— TASK GOAL —
Count the lines in the data that contain the word "parsley", treating uppercase and lowercase as different. Give only the number.

(Dataset items)

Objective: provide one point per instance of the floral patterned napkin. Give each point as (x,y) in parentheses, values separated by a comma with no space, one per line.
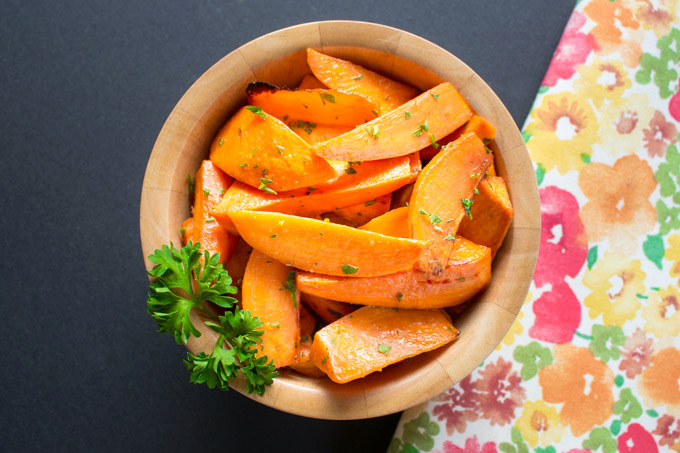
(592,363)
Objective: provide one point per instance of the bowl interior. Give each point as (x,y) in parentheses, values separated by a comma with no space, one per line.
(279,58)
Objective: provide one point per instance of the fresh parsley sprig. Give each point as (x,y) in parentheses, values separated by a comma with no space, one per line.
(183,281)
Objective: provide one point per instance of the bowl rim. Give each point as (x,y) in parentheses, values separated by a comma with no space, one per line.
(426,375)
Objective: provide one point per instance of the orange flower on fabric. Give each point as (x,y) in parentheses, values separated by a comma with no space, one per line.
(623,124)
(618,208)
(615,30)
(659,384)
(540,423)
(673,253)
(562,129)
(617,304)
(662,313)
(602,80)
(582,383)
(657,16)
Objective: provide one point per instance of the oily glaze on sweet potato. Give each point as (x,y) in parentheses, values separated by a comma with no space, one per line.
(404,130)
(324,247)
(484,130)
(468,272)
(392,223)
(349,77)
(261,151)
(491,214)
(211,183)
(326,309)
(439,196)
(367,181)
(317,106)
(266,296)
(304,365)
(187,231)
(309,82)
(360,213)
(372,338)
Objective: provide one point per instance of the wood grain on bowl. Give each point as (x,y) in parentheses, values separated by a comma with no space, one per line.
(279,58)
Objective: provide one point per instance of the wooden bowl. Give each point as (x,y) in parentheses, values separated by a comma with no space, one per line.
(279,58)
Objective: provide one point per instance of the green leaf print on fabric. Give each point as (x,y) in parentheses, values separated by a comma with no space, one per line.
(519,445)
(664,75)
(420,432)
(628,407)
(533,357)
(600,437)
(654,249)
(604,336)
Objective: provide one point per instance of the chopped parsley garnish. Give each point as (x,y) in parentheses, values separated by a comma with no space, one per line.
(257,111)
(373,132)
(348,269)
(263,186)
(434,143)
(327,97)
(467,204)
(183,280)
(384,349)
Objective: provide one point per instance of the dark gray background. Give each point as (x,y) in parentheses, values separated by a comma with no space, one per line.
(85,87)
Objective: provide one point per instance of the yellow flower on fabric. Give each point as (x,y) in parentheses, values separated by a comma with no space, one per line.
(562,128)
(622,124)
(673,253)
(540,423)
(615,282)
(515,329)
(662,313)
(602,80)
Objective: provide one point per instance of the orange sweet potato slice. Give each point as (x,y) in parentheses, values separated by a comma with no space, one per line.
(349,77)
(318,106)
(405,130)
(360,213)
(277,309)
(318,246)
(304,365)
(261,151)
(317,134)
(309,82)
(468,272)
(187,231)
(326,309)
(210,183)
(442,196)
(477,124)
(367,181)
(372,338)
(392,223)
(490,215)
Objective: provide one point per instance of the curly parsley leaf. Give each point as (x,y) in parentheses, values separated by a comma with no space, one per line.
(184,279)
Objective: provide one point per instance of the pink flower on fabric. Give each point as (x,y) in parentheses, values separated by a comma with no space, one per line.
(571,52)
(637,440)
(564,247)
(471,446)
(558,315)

==

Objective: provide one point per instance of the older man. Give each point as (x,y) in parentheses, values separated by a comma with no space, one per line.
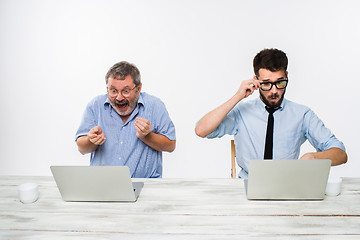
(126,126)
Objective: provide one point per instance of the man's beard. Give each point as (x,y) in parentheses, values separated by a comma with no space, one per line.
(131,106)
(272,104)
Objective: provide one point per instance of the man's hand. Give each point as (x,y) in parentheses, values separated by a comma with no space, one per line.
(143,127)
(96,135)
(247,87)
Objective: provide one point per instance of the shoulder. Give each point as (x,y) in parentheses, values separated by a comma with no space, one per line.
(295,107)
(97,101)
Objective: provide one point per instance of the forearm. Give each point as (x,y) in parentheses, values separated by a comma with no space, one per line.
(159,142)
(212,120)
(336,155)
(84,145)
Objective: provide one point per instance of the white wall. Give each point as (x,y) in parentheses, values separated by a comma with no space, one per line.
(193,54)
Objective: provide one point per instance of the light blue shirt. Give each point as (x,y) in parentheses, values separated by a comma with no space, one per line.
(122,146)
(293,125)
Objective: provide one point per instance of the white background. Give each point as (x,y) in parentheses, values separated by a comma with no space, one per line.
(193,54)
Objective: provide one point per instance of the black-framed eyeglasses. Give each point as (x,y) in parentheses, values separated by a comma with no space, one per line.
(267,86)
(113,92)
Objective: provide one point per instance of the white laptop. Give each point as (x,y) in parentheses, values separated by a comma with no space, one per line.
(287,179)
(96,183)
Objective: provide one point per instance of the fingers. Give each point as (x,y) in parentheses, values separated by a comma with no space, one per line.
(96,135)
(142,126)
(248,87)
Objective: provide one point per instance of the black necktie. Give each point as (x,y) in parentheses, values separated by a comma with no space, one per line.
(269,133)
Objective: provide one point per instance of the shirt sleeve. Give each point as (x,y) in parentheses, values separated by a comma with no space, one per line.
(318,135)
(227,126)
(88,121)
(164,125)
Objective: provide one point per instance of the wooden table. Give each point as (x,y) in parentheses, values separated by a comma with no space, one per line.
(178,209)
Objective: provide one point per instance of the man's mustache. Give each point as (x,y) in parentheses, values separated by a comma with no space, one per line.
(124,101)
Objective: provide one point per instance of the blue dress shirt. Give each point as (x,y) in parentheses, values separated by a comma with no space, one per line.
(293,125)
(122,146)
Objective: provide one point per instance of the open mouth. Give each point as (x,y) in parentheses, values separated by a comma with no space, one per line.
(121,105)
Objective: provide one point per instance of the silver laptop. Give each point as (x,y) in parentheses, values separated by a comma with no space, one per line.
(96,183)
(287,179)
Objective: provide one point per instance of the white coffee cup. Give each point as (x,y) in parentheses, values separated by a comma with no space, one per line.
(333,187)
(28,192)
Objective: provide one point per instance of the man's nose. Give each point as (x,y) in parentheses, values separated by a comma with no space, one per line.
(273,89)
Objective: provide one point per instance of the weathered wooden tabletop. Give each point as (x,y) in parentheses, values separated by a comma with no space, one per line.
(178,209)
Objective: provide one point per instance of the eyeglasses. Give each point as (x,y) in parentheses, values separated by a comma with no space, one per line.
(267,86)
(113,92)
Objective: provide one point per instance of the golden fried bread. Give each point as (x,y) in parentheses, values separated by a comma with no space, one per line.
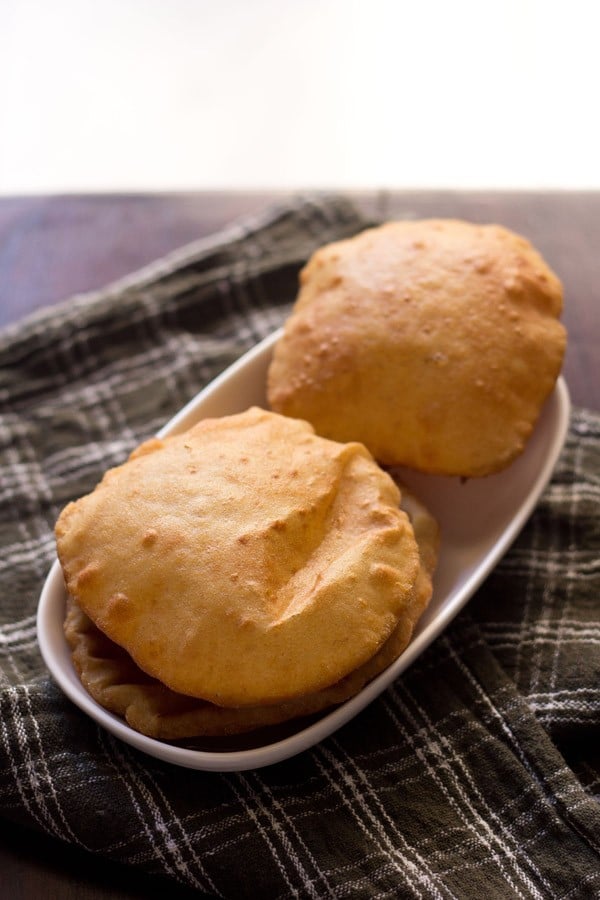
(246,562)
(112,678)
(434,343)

— SOLUTION FOR THIS EXERCISE —
3